**PROMPT:** Please present every line of the entries below as a Markdown table with the columns Row and Line, numbering the rows consecutively and skipping blank lines. Leave the pictures out of the table.

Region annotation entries
╭──

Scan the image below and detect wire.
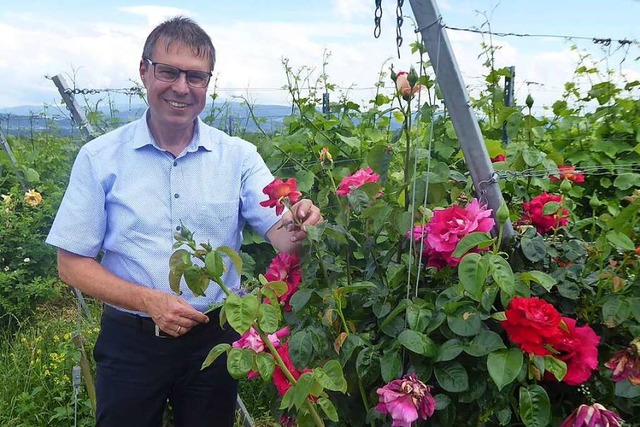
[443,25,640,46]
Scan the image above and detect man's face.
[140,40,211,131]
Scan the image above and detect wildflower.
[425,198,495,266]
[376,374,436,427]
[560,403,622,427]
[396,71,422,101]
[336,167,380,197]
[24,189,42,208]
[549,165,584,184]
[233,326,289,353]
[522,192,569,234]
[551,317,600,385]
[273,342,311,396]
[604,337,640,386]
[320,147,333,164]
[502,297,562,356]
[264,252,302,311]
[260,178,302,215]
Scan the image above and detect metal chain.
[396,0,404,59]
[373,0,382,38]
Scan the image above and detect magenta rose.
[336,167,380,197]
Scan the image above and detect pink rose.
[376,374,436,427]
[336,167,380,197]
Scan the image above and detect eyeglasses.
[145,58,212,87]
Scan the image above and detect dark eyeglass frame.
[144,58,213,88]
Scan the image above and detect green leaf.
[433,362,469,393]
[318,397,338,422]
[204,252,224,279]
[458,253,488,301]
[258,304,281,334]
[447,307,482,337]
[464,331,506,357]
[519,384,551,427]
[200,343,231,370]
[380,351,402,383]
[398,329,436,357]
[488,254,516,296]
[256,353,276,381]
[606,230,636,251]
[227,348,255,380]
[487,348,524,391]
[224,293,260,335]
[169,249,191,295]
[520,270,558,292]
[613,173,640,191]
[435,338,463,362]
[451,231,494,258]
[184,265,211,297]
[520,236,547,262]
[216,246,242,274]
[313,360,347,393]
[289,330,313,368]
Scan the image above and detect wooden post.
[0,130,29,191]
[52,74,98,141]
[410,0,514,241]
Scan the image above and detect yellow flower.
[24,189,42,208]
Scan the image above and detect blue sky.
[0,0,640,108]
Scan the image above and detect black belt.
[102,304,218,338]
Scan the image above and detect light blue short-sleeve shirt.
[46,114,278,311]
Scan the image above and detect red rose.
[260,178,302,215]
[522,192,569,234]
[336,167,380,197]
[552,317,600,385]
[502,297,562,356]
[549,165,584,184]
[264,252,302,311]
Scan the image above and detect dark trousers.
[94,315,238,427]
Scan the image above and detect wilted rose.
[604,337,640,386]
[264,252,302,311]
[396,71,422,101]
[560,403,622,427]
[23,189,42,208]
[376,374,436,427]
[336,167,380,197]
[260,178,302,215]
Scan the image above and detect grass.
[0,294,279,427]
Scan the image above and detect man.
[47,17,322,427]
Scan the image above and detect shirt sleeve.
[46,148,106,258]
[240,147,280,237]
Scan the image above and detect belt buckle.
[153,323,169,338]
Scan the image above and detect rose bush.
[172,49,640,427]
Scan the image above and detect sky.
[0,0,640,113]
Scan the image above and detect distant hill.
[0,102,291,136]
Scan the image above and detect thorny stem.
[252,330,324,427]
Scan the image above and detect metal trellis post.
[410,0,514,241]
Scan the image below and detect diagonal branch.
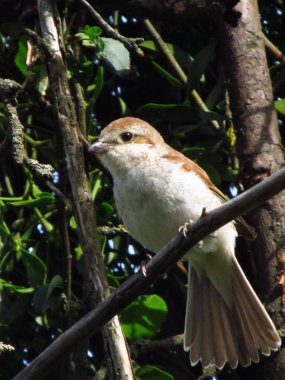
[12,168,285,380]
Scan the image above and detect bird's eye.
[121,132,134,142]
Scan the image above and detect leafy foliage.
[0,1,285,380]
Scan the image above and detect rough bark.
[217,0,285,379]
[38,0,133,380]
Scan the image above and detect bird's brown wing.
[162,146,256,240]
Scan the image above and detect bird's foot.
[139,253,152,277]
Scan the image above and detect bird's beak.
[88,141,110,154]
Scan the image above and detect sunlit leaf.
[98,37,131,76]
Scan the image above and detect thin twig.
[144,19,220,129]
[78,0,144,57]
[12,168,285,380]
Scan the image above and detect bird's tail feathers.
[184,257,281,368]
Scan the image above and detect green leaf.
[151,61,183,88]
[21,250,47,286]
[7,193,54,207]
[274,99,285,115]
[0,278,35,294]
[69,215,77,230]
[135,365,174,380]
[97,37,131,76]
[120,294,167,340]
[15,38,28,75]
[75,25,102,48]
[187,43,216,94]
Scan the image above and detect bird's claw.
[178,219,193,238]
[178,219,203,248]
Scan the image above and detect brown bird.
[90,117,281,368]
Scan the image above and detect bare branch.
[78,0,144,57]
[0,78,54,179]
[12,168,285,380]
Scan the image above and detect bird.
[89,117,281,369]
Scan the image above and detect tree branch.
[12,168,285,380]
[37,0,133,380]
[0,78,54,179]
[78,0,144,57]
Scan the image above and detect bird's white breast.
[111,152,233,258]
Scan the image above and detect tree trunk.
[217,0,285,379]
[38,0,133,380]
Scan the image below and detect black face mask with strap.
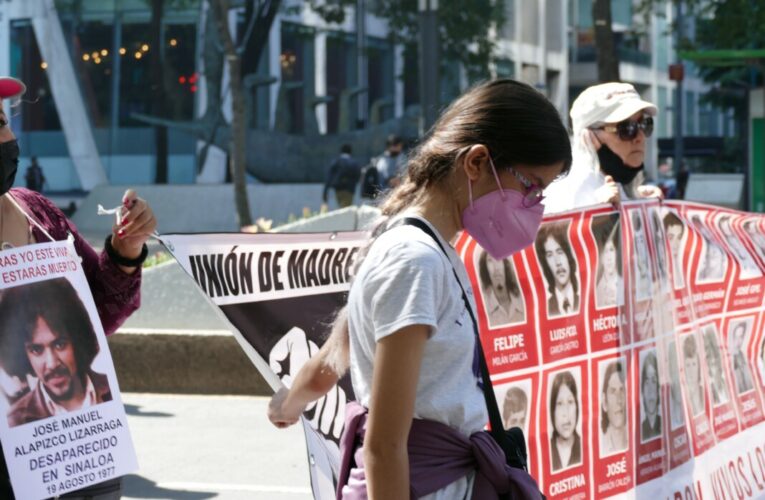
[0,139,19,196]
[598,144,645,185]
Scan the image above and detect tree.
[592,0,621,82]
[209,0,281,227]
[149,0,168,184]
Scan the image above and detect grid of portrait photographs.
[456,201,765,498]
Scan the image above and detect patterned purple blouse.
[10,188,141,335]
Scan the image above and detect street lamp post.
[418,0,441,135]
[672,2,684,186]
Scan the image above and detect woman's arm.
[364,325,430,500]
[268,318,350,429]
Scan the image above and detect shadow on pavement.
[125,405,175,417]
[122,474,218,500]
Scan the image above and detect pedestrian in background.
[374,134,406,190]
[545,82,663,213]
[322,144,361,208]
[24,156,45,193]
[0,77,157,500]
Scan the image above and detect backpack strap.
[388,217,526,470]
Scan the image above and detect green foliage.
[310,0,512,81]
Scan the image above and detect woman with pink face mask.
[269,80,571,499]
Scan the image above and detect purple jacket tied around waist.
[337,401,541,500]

╰──

**RESPONSE TO THIS TASK:**
| Row | Line |
|---|---|
| 1 | Scan the image below and detect wire. |
| 2 | [443,25,640,46] |
| 3 | Scan the image above and detect man's face. |
| 4 | [140,40,211,131] |
| 5 | Scan the image above and detect wildflower. |
| 6 | [425,198,495,266] |
| 7 | [376,374,436,427] |
| 8 | [560,403,622,427] |
| 9 | [396,71,422,101] |
| 10 | [336,167,380,197] |
| 11 | [24,189,42,208] |
| 12 | [549,165,584,184] |
| 13 | [233,326,289,353] |
| 14 | [522,192,569,234] |
| 15 | [551,317,600,385] |
| 16 | [273,342,311,396] |
| 17 | [604,337,640,386] |
| 18 | [320,147,333,164] |
| 19 | [502,297,562,356] |
| 20 | [264,252,302,311] |
| 21 | [260,178,302,215] |
| 22 | Scan the image above and detect metal chain. |
| 23 | [396,0,404,59] |
| 24 | [373,0,382,38] |
| 25 | Scan the image above and detect magenta rose. |
| 26 | [336,167,380,197] |
| 27 | Scan the image above and detect pink rose. |
| 28 | [376,374,436,427] |
| 29 | [336,167,380,197] |
| 30 | Scan the image above and detect eyeglasses. |
| 31 | [145,58,212,87] |
| 32 | Scan the image above and detect dark eyeglass frame. |
| 33 | [144,58,213,88] |
| 34 | Scan the image above and detect green leaf. |
| 35 | [433,362,469,393] |
| 36 | [318,397,338,422] |
| 37 | [204,252,224,279] |
| 38 | [458,253,488,301] |
| 39 | [258,304,281,334] |
| 40 | [447,307,482,337] |
| 41 | [464,331,506,357] |
| 42 | [519,384,551,427] |
| 43 | [200,343,231,370] |
| 44 | [380,351,402,383] |
| 45 | [398,329,436,357] |
| 46 | [488,254,516,296] |
| 47 | [256,353,276,381] |
| 48 | [606,230,636,251] |
| 49 | [227,348,255,380] |
| 50 | [487,348,524,391] |
| 51 | [224,293,260,335] |
| 52 | [169,249,191,295] |
| 53 | [520,270,558,292] |
| 54 | [613,173,640,191] |
| 55 | [435,338,463,362] |
| 56 | [451,231,494,258] |
| 57 | [184,265,211,297] |
| 58 | [520,236,547,262] |
| 59 | [216,246,242,274] |
| 60 | [313,360,347,393] |
| 61 | [289,330,313,368] |
| 62 | Scan the image above and detect wooden post. |
| 63 | [0,130,29,191] |
| 64 | [52,74,98,141] |
| 65 | [410,0,514,241] |
| 66 | Scan the image above and detect yellow flower. |
| 67 | [24,189,42,208] |
| 68 | Scan the image above and detect blue sky. |
| 69 | [0,0,640,108] |
| 70 | Scan the image above and detect black belt. |
| 71 | [102,304,218,338] |
| 72 | Scan the image above and detect light blue short-sleeve shirt. |
| 73 | [46,114,278,311] |
| 74 | Scan the image above and detect red rose. |
| 75 | [260,178,302,215] |
| 76 | [522,192,569,234] |
| 77 | [336,167,380,197] |
| 78 | [552,317,600,385] |
| 79 | [502,297,562,356] |
| 80 | [549,165,584,184] |
| 81 | [264,252,302,311] |
| 82 | Scan the image above and detect dark trousers. |
| 83 | [94,315,238,427] |
| 84 | Scan the image above and detect wilted rose. |
| 85 | [604,337,640,386] |
| 86 | [264,252,302,311] |
| 87 | [396,71,422,101] |
| 88 | [560,403,622,427] |
| 89 | [23,189,42,208] |
| 90 | [376,374,436,427] |
| 91 | [336,167,380,197] |
| 92 | [260,178,302,215] |
| 93 | Scan the image above and detect grass. |
| 94 | [0,294,279,427] |
| 95 | Scan the image above and detect man. |
| 96 | [47,17,322,427] |
| 97 | Scan the image above and detect shirt sleeve. |
| 98 | [46,148,106,258] |
| 99 | [240,147,280,237] |
| 100 | Scan the image above and detect belt buckle. |
| 101 | [153,323,169,338] |
| 102 | Scan the image above and detect rose bush. |
| 103 | [172,49,640,427] |
| 104 | Scan the image above and detect sky. |
| 105 | [0,0,640,113] |
| 106 | Scan the image above and detect distant hill. |
| 107 | [0,102,291,136] |
| 108 | Scan the image above and detect thorny stem. |
| 109 | [252,330,324,427] |
| 110 | Scan the image above and detect metal trellis post. |
| 111 | [410,0,514,241] |
| 112 | Scan the image below and detect diagonal branch. |
| 113 | [12,168,285,380] |
| 114 | Scan the image above and detect bird's eye. |
| 115 | [121,132,134,142] |
| 116 | Scan the image above and detect leafy foliage. |
| 117 | [0,1,285,380] |
| 118 | Scan the image above and detect rough bark. |
| 119 | [217,0,285,379] |
| 120 | [38,0,133,380] |
| 121 | Scan the image above and detect bird's brown wing. |
| 122 | [162,146,256,240] |
| 123 | Scan the image above and detect bird's foot. |
| 124 | [139,253,152,277] |
| 125 | Scan the image above and detect bird's beak. |
| 126 | [88,141,110,154] |
| 127 | Scan the image above and detect sunlit leaf. |
| 128 | [98,37,131,76] |
| 129 | Scan the image above and detect thin twig. |
| 130 | [144,19,220,129] |
| 131 | [78,0,144,57] |
| 132 | [12,168,285,380] |
| 133 | Scan the image above and detect bird's tail feathers. |
| 134 | [184,257,281,368] |
| 135 | Scan the image above and detect green leaf. |
| 136 | [151,61,183,88] |
| 137 | [21,250,47,286] |
| 138 | [7,193,54,207] |
| 139 | [274,99,285,115] |
| 140 | [0,278,35,294] |
| 141 | [69,215,77,230] |
| 142 | [135,365,174,380] |
| 143 | [97,37,131,76] |
| 144 | [120,294,167,340] |
| 145 | [15,38,28,75] |
| 146 | [75,25,102,48] |
| 147 | [187,43,216,94] |
| 148 | Scan the image above and detect bird's claw. |
| 149 | [178,219,193,238] |
| 150 | [178,219,203,248] |
| 151 | Scan the image above and detect brown bird. |
| 152 | [90,117,281,368] |
| 153 | Scan the image above and detect bare branch. |
| 154 | [78,0,144,57] |
| 155 | [0,78,54,179] |
| 156 | [12,168,285,380] |
| 157 | Scan the image above and detect bird. |
| 158 | [89,117,281,369] |
| 159 | Scan the image above and detect tree branch. |
| 160 | [12,168,285,380] |
| 161 | [37,0,133,380] |
| 162 | [0,78,54,179] |
| 163 | [78,0,144,57] |
| 164 | Scan the image above and detect bird's white breast. |
| 165 | [111,152,233,258] |
| 166 | Scan the image above and detect tree trunk. |
| 167 | [217,0,285,379] |
| 168 | [38,0,133,380] |
| 169 | Scan the image below and detect black face mask with strap. |
| 170 | [0,139,19,196] |
| 171 | [598,144,645,185] |
| 172 | Scan the image above and detect tree. |
| 173 | [592,0,621,82] |
| 174 | [209,0,281,227] |
| 175 | [149,0,168,184] |
| 176 | Scan the image above and detect grid of portrait photographs. |
| 177 | [456,201,765,498] |
| 178 | Scan the image above and detect patterned purple blouse. |
| 179 | [10,188,141,335] |
| 180 | Scan the image above and detect street lamp post. |
| 181 | [418,0,441,135] |
| 182 | [672,2,684,186] |
| 183 | Scan the image above and detect woman's arm. |
| 184 | [364,325,430,500] |
| 185 | [268,318,350,429] |
| 186 | Scan the image above and detect shadow on pavement. |
| 187 | [125,405,175,417] |
| 188 | [122,474,218,500] |
| 189 | Scan the image above and detect pedestrian in background. |
| 190 | [374,134,406,190] |
| 191 | [545,82,663,213] |
| 192 | [322,144,361,208] |
| 193 | [24,156,45,193] |
| 194 | [0,77,157,500] |
| 195 | Scan the image above and detect backpack strap. |
| 196 | [388,217,526,470] |
| 197 | Scan the image above and detect green foliage. |
| 198 | [310,0,512,81] |
| 199 | Scan the image above and detect woman with pink face mask. |
| 200 | [269,80,571,499] |
| 201 | Scan the image above and detect purple jacket tied around waist. |
| 202 | [337,401,541,500] |